§ **Tarefa**
Transcreva todos os dados abaixo sem nenhuma alteração, linha por linha. Deixe as imagens fora da resposta.

§ **Dados para processar**
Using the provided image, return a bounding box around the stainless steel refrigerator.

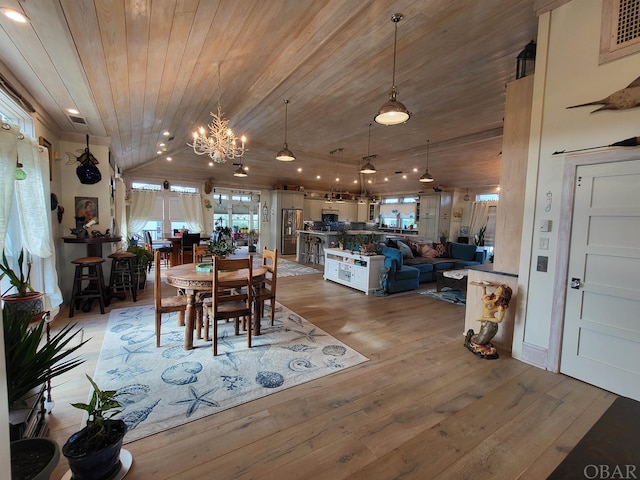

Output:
[280,208,303,255]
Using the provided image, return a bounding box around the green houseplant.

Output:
[247,230,258,252]
[207,236,238,257]
[62,375,127,480]
[0,250,44,315]
[127,244,153,290]
[2,310,89,478]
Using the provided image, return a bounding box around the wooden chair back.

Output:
[207,257,253,355]
[153,250,187,347]
[180,233,200,264]
[262,247,278,297]
[193,245,213,263]
[153,250,162,312]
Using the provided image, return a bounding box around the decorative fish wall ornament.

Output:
[567,77,640,113]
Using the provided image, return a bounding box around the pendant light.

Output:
[420,140,433,183]
[276,100,296,162]
[233,163,248,177]
[374,13,411,125]
[360,124,378,175]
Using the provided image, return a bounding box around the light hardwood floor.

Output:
[49,264,616,480]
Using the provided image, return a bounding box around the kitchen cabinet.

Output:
[324,248,384,295]
[418,192,451,243]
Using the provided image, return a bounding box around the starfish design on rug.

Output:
[111,344,154,363]
[292,328,326,343]
[171,387,220,418]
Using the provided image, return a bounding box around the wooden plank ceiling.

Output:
[0,0,537,195]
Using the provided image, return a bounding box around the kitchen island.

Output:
[296,230,386,265]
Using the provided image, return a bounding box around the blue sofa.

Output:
[380,240,486,293]
[380,245,420,293]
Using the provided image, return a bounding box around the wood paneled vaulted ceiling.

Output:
[0,0,537,194]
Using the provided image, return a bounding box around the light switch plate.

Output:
[539,237,549,250]
[539,220,551,232]
[536,256,549,272]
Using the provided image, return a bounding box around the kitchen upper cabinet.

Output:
[418,193,452,243]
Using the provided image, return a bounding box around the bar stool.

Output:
[69,257,106,318]
[109,252,138,302]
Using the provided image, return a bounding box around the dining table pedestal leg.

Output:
[184,293,196,350]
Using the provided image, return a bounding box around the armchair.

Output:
[381,246,420,293]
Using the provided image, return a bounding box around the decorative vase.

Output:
[2,292,44,317]
[62,420,127,480]
[11,437,60,480]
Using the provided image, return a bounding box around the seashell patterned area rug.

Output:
[93,303,368,443]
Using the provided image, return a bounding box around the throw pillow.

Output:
[433,243,449,258]
[420,245,438,258]
[407,238,420,257]
[397,241,413,258]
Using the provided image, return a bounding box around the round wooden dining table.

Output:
[165,263,267,350]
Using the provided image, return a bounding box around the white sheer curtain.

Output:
[0,124,62,316]
[126,190,157,235]
[178,193,204,233]
[469,202,489,238]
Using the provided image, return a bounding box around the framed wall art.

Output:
[75,197,98,224]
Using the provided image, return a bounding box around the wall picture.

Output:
[75,197,98,224]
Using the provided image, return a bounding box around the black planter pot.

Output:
[62,420,127,480]
[11,437,60,480]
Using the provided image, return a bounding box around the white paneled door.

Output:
[560,160,640,400]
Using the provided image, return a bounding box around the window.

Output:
[131,182,162,191]
[476,193,500,202]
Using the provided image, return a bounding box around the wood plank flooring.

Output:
[49,264,616,480]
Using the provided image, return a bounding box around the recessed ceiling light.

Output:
[2,8,29,23]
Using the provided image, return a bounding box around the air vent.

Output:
[616,0,640,45]
[600,0,640,63]
[69,115,87,125]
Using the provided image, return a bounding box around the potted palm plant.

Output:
[0,250,44,316]
[62,375,127,480]
[207,237,238,257]
[2,310,88,479]
[127,244,153,290]
[247,230,258,252]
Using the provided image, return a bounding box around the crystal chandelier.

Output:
[187,65,248,163]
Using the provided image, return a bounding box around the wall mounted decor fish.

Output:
[567,77,640,113]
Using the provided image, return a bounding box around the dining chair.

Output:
[253,247,278,335]
[153,250,187,347]
[192,245,213,263]
[204,257,253,356]
[144,230,173,270]
[180,233,200,265]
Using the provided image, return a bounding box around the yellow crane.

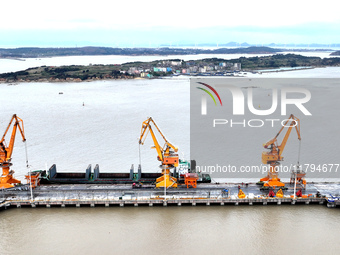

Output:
[260,114,301,188]
[139,117,179,188]
[0,114,26,189]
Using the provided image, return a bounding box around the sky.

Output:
[0,0,340,47]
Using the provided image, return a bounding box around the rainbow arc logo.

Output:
[196,82,222,106]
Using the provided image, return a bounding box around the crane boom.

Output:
[260,114,301,187]
[139,117,179,167]
[139,117,179,188]
[0,114,26,189]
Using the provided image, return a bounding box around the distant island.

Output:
[0,54,340,83]
[0,46,281,58]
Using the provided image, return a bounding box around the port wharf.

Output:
[0,183,340,210]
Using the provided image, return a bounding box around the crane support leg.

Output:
[156,169,177,188]
[0,167,21,189]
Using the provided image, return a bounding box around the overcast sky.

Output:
[0,0,340,47]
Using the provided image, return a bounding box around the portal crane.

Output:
[139,117,179,188]
[0,114,26,189]
[260,114,301,188]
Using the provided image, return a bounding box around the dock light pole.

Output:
[25,141,33,202]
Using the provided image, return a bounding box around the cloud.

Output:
[0,0,340,30]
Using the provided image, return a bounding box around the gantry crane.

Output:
[260,114,301,188]
[139,117,179,188]
[0,114,26,189]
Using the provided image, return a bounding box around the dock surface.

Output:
[0,183,340,209]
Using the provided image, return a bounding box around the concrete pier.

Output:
[0,184,340,210]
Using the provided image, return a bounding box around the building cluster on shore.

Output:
[126,60,241,78]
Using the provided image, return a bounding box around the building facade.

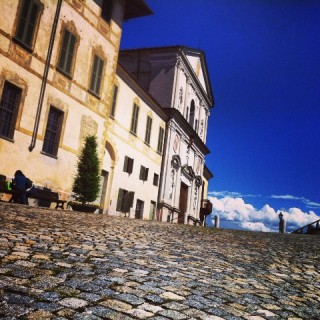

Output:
[103,65,167,220]
[0,0,213,223]
[0,0,151,198]
[119,46,213,223]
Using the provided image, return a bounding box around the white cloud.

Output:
[208,191,243,197]
[270,194,306,201]
[209,197,320,231]
[241,221,274,232]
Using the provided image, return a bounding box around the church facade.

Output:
[119,46,213,223]
[0,0,213,223]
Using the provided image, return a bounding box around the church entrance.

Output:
[97,169,109,213]
[178,182,188,224]
[135,199,144,219]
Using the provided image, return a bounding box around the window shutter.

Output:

§ **Solução completa**
Using the provided image, return a bounding box around the stainless steel refrigerator.


Output:
[280,208,303,255]
Using the provided image, return a bounding box around the green houseplant.

Output:
[247,230,258,252]
[207,236,238,257]
[62,375,127,480]
[0,250,44,315]
[127,244,153,290]
[2,310,89,478]
Using the provided image, return a bounding box around the wooden chair back.

Output:
[207,257,253,355]
[153,250,187,347]
[180,233,200,264]
[262,247,278,297]
[193,245,213,263]
[153,250,162,312]
Using the provided image, return a bounding box around the decorative fish wall ornament.

Output:
[567,77,640,113]
Using the provided image, return a bounding box around the pendant light.

Output:
[420,140,433,183]
[276,100,296,162]
[233,163,248,177]
[374,13,411,125]
[360,124,378,175]
Using the provided image, return a bounding box around the light hardwood floor.

Output:
[49,264,616,480]
Using the provided image, return a bounding box around the kitchen cabinet.

Output:
[324,248,384,295]
[418,192,451,243]
Using the provided image, return a bounding box around the starfish design on rug.

Output:
[111,344,154,363]
[292,328,326,343]
[171,387,220,418]
Using the provided image, return a bounding box around the wooden plank ceiling.

Output:
[0,0,537,195]
Using the provided image, return a bounding box around the kitchen island.

Output:
[296,230,386,265]
Using the provided image, return a bounding box around the blue sofa.

Output:
[380,240,486,293]
[380,245,420,293]
Using the provided image, return a bounding box around the wood paneled vaulted ceiling.

Output:
[0,0,537,194]
Using the provided image, return a bounding box around the light switch plate.

Output:
[539,237,549,250]
[539,220,551,232]
[536,256,549,272]
Using the provided image, return a bounding box around the kitchen upper cabinet.

Output:
[418,193,452,243]
Using the provided image, return a bounding box around the bar stool.

Output:
[69,257,106,318]
[109,252,138,302]
Using the provided image, return a bounding box around the dining table pedestal leg.

Output:
[184,293,196,350]
Using the provided image, return a bounding box around the armchair.

Output:
[381,246,420,293]
Using the provided image, return a bounding box around the decorative vase.

Output:
[2,292,44,317]
[62,420,127,480]
[11,437,60,480]
Using the provided image, return a bounding box around the seashell patterned area rug.

Output:
[93,303,368,443]
Using the provided image, return a bounding box around the throw pillow.

Output:
[433,243,449,258]
[420,245,438,258]
[407,238,420,257]
[397,241,413,258]
Using the provided image, return a bounding box around the round wooden dining table.

Output:
[165,263,267,350]
Using the provided image, return a bounding box around the white sheer curtain.

Output:
[0,124,62,316]
[126,190,157,235]
[178,193,204,233]
[469,202,489,238]
Using the provided image, return a bounding box around the framed wall art.

Output:
[75,197,98,224]
Using the provided image, return a bounding box around the wall picture.

Output:
[75,197,98,224]
Using the provided image, return a bounding box around the black planter pot.

Output:
[62,420,127,480]
[11,437,60,480]
Using the provided image, return a bounding box around the white paneled door.

Output:
[560,160,640,400]
Using the provided image, return a bounding box around the window.

Output:
[131,182,162,191]
[476,193,500,202]
Using the provided image, return a bounding box around the wood plank flooring.

Output:
[49,264,616,480]
Using the provided image, return a bounding box around the recessed ceiling light.

Output:
[2,8,29,23]
Using the provided image, return a bounding box around the air vent.

Output:
[616,0,640,45]
[600,0,640,63]
[69,115,87,125]
Using the provided image, return a bounding box around the potted palm plant.

Output:
[0,250,44,316]
[62,375,127,480]
[207,237,238,257]
[2,310,88,479]
[127,244,153,290]
[247,230,258,252]
Using the provided image, return a bounding box around the crystal chandelier.

Output:
[187,65,248,163]
Using the provided image, return a bounding box around the wall mounted decor fish.

Output:
[567,77,640,113]
Using the provided image, return a bounding box around the dining chair.

Output:
[253,247,278,335]
[153,250,187,347]
[192,245,213,263]
[204,257,253,356]
[144,230,173,270]
[180,233,200,265]
Using the provided image, return a bounding box around the yellow crane.


Output:
[260,114,301,188]
[139,117,179,188]
[0,114,26,189]
Using the provided image, return a bounding box around the sky.

Output:
[0,0,340,47]
Using the provided image, return a bounding box around the rainbow arc logo.

Output:
[196,82,222,106]
Using the provided image, return a bounding box around the crane boom.

Output:
[260,114,301,187]
[139,117,179,167]
[139,117,179,188]
[0,114,26,189]
Using the provided image, return a bounding box around the distant island.

Output:
[0,54,340,83]
[0,46,281,58]
Using the provided image, return a bounding box around the port wharf.

Output:
[0,183,340,210]
Using the provided image, return a bounding box around the crane support leg.

Output:
[156,169,177,188]
[0,167,21,189]
Using the provided image, return a bounding box around the overcast sky.

Output:
[0,0,340,47]
Using the provided image, return a bounding box around the portal crane.

Output:
[139,117,179,188]
[0,114,26,189]
[260,114,301,188]
Using the provided image, return a bounding box around the dock light pole.

Output:
[25,141,33,202]
Using the provided image, return a bounding box around the cloud.

Output:
[0,0,340,30]
Using the provided image, return a bounding box around the gantry crane.

Output:
[260,114,301,188]
[139,117,179,188]
[0,114,26,189]
Using the provided image, return a bounding box around the dock surface.

Output:
[0,183,340,209]
Using the provided image, return a bounding box around the concrete pier.

Output:
[0,184,340,210]
Using the provided image, return a bounding box around the building cluster on shore.

Output:
[126,60,241,78]
Using the provided image, return a bounding box around the building facade.


Output:
[103,65,167,220]
[0,0,213,223]
[0,0,151,198]
[119,46,213,223]
Using the provided image, return a bounding box around the white cloud.

Output:
[208,191,243,197]
[270,194,306,201]
[209,197,320,231]
[241,221,274,232]
Using the provided image, return a bounding box around the church facade.

Output:
[119,46,213,223]
[0,0,213,223]
Using the provided image, return a bounding box around the church entrance.

Output:
[97,169,109,213]
[178,182,188,224]
[135,199,144,219]
Using the provided image, return a bounding box around the window shutter.

Output:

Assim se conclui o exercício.